§ Short problem: Select every line of the listing below that contains the word "blue", matching case exactly.

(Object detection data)
┌────────

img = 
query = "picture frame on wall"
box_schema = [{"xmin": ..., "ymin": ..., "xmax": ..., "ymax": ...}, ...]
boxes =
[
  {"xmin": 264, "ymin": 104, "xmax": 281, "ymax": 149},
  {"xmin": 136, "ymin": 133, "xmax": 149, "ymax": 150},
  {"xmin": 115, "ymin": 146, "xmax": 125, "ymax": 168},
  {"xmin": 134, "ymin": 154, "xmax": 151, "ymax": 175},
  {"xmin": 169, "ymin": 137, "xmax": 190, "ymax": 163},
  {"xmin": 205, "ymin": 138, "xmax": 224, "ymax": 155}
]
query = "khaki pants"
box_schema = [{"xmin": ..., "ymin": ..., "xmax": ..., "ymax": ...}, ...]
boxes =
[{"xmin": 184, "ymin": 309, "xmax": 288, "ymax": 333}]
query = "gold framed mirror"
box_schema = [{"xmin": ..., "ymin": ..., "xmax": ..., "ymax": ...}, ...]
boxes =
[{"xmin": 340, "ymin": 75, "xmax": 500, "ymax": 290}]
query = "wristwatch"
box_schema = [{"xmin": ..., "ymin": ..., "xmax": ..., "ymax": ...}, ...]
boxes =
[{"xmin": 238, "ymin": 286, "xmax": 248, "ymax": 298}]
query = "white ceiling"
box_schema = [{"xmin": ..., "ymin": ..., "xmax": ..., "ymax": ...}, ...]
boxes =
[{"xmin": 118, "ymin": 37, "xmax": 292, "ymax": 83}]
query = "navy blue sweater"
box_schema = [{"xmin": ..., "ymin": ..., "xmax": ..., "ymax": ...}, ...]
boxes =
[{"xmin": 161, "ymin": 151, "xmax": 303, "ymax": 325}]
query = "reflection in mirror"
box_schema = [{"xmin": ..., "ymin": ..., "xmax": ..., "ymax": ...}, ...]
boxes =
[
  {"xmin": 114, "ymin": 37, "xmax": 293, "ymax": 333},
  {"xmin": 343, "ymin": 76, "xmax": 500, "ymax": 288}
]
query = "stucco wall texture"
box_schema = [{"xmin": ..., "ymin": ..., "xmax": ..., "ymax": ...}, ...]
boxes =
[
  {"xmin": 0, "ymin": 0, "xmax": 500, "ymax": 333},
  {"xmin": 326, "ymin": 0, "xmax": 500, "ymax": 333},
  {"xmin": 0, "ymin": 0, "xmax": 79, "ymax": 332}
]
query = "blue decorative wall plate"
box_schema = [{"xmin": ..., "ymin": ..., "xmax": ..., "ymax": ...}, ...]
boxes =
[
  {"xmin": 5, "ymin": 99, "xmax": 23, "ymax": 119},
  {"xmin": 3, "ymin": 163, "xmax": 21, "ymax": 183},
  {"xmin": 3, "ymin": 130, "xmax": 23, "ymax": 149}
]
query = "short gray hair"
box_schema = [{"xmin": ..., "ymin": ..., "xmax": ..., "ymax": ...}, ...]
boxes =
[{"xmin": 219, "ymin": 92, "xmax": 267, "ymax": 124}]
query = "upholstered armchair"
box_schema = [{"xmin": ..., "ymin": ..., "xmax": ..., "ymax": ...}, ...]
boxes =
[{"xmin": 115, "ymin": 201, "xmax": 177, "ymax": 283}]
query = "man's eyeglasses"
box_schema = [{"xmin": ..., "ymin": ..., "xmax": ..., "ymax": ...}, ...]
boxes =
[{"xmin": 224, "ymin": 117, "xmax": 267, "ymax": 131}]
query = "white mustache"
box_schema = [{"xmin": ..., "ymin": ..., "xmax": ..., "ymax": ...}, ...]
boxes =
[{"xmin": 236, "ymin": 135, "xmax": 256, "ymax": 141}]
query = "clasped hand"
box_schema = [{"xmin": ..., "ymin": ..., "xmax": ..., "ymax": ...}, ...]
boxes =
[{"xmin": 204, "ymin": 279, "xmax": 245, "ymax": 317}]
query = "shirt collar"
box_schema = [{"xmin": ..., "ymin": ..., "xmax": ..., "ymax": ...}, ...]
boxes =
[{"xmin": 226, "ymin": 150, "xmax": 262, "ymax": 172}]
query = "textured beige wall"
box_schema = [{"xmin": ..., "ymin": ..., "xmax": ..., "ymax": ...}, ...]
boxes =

└────────

§ Answer:
query = "navy blue sweater"
query = "blue decorative wall plate"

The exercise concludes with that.